* AUFGABE
Kannst du die Zeilen von der Zeile mit "the tree in" bis einschließlich der Zeile mit "[26, 35, 114, 51]" erneut wiedergeben und dabei "pinpoint" durch "locate" ersetzen, ohne sonst etwas zu verändern?

(Auszüge aus Daten beschrifteter Bereiche)
--
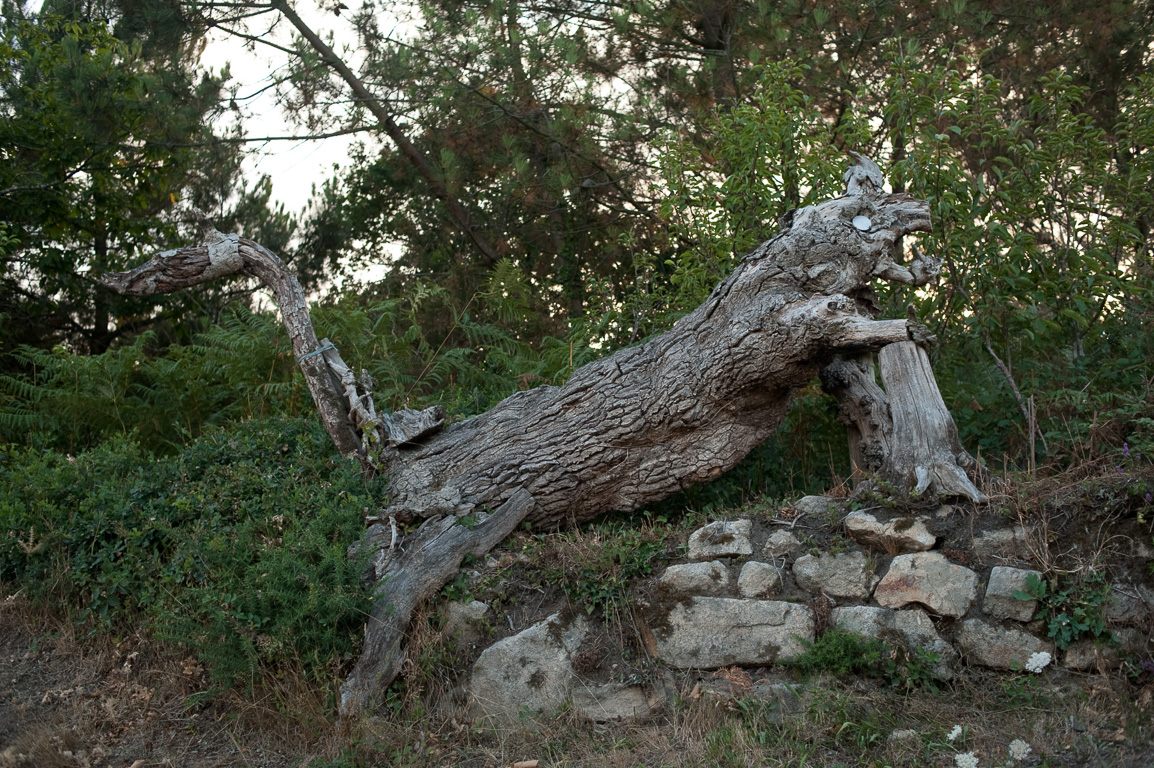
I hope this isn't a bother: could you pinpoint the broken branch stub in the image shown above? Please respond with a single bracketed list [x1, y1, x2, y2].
[105, 156, 980, 713]
[385, 153, 973, 527]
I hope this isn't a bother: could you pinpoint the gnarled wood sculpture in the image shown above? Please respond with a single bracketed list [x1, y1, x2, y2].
[96, 155, 984, 715]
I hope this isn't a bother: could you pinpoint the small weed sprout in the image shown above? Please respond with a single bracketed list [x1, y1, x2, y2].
[1026, 650, 1051, 675]
[1010, 739, 1032, 762]
[953, 752, 977, 768]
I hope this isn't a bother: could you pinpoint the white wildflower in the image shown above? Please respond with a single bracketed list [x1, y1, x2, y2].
[953, 752, 977, 768]
[1010, 739, 1031, 762]
[1026, 650, 1050, 675]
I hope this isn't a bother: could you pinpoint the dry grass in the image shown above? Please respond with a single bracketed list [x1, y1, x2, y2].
[0, 465, 1154, 768]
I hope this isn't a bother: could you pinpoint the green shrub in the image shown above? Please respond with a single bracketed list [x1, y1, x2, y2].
[790, 628, 886, 677]
[1013, 573, 1112, 650]
[0, 419, 382, 685]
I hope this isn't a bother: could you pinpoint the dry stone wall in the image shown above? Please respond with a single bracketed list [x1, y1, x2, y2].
[451, 497, 1154, 722]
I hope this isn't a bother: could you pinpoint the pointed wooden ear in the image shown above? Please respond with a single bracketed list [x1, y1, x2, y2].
[845, 150, 885, 195]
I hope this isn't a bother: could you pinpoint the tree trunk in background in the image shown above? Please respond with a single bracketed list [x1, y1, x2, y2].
[104, 157, 980, 715]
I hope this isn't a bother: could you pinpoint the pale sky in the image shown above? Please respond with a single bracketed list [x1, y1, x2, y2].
[201, 2, 355, 213]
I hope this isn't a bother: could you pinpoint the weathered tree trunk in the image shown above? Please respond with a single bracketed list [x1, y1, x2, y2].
[104, 157, 974, 714]
[822, 341, 986, 503]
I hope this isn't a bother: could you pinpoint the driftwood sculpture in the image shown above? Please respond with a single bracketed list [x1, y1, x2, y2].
[96, 155, 984, 715]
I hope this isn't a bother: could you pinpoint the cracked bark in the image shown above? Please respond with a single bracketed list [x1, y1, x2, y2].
[104, 156, 976, 715]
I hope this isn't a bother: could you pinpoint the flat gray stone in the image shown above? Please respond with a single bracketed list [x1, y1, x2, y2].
[793, 552, 877, 600]
[954, 618, 1055, 670]
[830, 605, 958, 680]
[646, 597, 814, 669]
[874, 552, 977, 617]
[982, 565, 1042, 622]
[688, 520, 754, 560]
[845, 512, 937, 555]
[737, 560, 781, 598]
[469, 613, 589, 724]
[658, 560, 729, 595]
[765, 530, 801, 557]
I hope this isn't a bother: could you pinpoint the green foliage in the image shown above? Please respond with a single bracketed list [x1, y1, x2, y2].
[789, 627, 942, 691]
[1013, 573, 1112, 650]
[545, 522, 665, 617]
[789, 628, 886, 677]
[0, 419, 381, 686]
[0, 6, 292, 355]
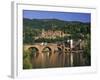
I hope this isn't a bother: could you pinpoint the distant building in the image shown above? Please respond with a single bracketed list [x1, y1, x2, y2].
[39, 29, 70, 39]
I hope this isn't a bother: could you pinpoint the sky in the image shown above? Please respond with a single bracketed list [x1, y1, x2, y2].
[23, 10, 91, 22]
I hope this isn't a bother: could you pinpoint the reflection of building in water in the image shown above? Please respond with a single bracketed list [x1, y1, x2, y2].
[39, 29, 70, 38]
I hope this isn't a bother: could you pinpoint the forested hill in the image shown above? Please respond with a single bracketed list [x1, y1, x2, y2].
[23, 18, 90, 30]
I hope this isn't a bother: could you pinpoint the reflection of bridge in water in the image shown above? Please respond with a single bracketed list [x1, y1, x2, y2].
[24, 43, 83, 68]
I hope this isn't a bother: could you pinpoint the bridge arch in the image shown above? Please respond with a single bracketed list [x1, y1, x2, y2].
[28, 47, 39, 57]
[42, 46, 52, 57]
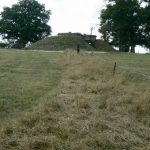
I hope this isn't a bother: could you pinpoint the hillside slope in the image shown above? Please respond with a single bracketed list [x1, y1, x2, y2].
[27, 36, 93, 50]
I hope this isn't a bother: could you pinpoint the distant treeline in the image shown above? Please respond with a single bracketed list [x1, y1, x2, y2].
[99, 0, 150, 52]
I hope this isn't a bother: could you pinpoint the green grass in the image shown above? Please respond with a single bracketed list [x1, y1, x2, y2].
[0, 50, 64, 116]
[93, 53, 150, 75]
[27, 36, 93, 50]
[0, 51, 150, 150]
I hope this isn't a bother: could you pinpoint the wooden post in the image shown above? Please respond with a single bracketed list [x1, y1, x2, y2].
[77, 44, 80, 54]
[113, 62, 117, 75]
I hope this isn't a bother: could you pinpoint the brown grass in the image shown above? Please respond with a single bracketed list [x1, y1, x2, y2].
[0, 53, 150, 150]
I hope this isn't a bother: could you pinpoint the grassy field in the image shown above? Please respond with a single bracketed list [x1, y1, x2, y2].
[0, 51, 150, 150]
[0, 50, 64, 118]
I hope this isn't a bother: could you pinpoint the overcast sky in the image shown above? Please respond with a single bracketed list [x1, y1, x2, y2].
[0, 0, 104, 37]
[0, 0, 145, 52]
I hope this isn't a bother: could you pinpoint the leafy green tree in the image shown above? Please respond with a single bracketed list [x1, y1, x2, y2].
[141, 2, 150, 49]
[99, 0, 140, 52]
[0, 0, 51, 48]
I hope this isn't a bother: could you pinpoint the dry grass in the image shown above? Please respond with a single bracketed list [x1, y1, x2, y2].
[0, 53, 150, 150]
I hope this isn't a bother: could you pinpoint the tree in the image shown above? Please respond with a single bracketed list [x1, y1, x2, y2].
[0, 0, 51, 48]
[99, 0, 140, 52]
[141, 2, 150, 49]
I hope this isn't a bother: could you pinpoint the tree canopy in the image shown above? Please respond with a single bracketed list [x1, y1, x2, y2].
[99, 0, 150, 52]
[0, 0, 51, 48]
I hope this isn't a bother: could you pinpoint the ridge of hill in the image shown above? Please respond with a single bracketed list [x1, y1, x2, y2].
[27, 36, 94, 50]
[26, 35, 114, 51]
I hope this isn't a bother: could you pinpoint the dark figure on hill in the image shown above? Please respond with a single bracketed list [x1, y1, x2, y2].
[77, 44, 80, 54]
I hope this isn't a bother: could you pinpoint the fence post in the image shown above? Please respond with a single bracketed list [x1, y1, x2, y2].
[113, 62, 117, 75]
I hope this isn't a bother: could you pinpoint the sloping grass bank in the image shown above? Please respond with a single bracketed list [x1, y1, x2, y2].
[0, 53, 150, 150]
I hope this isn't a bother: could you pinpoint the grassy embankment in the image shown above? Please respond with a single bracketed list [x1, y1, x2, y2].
[0, 49, 150, 150]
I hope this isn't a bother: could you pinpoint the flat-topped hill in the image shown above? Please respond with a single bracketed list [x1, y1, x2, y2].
[27, 34, 114, 51]
[27, 36, 93, 50]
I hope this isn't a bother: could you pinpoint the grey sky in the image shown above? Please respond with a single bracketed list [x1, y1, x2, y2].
[0, 0, 104, 37]
[0, 0, 145, 52]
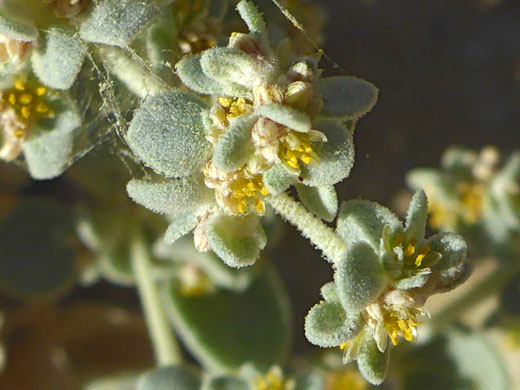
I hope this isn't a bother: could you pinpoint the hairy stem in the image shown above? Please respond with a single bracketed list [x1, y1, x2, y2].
[267, 193, 347, 263]
[130, 230, 182, 366]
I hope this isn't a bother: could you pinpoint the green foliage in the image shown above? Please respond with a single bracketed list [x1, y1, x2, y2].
[165, 269, 291, 370]
[126, 91, 209, 177]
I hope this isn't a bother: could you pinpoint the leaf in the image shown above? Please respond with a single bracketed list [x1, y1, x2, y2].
[164, 212, 199, 245]
[256, 103, 311, 133]
[296, 184, 338, 222]
[204, 376, 251, 390]
[175, 54, 229, 95]
[305, 301, 361, 348]
[126, 177, 212, 216]
[405, 190, 428, 241]
[0, 8, 38, 42]
[31, 27, 87, 89]
[79, 0, 159, 48]
[301, 121, 354, 186]
[213, 115, 258, 172]
[334, 242, 386, 315]
[357, 332, 391, 385]
[126, 91, 211, 177]
[200, 47, 263, 89]
[336, 200, 402, 252]
[237, 0, 266, 33]
[206, 215, 267, 268]
[0, 199, 76, 299]
[164, 267, 291, 371]
[263, 164, 295, 195]
[136, 365, 202, 390]
[317, 77, 378, 119]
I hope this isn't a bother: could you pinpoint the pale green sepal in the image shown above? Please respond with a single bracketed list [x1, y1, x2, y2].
[237, 0, 266, 33]
[0, 8, 38, 42]
[334, 242, 386, 315]
[320, 282, 339, 302]
[126, 177, 211, 215]
[79, 0, 159, 48]
[256, 103, 311, 133]
[357, 332, 391, 386]
[126, 91, 211, 177]
[164, 212, 199, 245]
[296, 184, 338, 222]
[317, 76, 378, 119]
[300, 121, 354, 186]
[336, 200, 402, 251]
[263, 164, 296, 195]
[305, 301, 362, 348]
[31, 27, 87, 89]
[213, 115, 258, 172]
[405, 190, 428, 241]
[201, 376, 251, 390]
[136, 365, 202, 390]
[200, 47, 261, 88]
[175, 54, 227, 95]
[206, 215, 267, 268]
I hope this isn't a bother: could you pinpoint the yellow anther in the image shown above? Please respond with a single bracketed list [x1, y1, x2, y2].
[14, 80, 25, 91]
[237, 199, 247, 213]
[255, 199, 265, 214]
[21, 106, 31, 119]
[14, 127, 26, 139]
[218, 97, 233, 108]
[404, 242, 415, 256]
[300, 154, 312, 165]
[20, 93, 33, 104]
[415, 254, 426, 267]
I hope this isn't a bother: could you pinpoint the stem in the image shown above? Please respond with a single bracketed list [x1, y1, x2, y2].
[98, 47, 168, 99]
[130, 229, 182, 366]
[432, 264, 518, 326]
[267, 193, 347, 263]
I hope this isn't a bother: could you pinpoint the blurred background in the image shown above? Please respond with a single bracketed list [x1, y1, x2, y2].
[0, 0, 520, 390]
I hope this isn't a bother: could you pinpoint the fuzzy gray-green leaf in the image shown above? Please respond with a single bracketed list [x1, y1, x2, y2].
[256, 103, 311, 133]
[334, 242, 386, 315]
[296, 184, 338, 222]
[336, 200, 402, 251]
[357, 337, 390, 385]
[126, 177, 211, 215]
[136, 365, 202, 390]
[213, 115, 257, 172]
[300, 121, 354, 186]
[305, 301, 361, 348]
[0, 8, 38, 42]
[31, 27, 87, 89]
[317, 77, 378, 119]
[126, 91, 210, 177]
[79, 0, 159, 48]
[405, 190, 428, 241]
[206, 215, 267, 268]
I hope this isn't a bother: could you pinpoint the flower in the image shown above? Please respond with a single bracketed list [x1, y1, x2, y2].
[305, 191, 470, 384]
[126, 1, 377, 267]
[408, 147, 520, 250]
--
* ERGEBNIS DER ÜBUNG
I hope this isn't a bother: could you locate the tree in the image shown above? Please respond with a single bracketed list [x1, y1, x2, y2].
[0, 0, 51, 48]
[99, 0, 140, 52]
[141, 2, 150, 49]
I hope this isn't a bother: could you locate the tree canopy in the image shown above? Please respond with a single bracketed list [x1, y1, x2, y2].
[99, 0, 150, 52]
[0, 0, 51, 48]
I hope this isn't a bother: could you locate the ridge of hill in the image shown above? Please respond with a single bracketed list [x1, y1, x2, y2].
[27, 36, 94, 50]
[26, 35, 114, 51]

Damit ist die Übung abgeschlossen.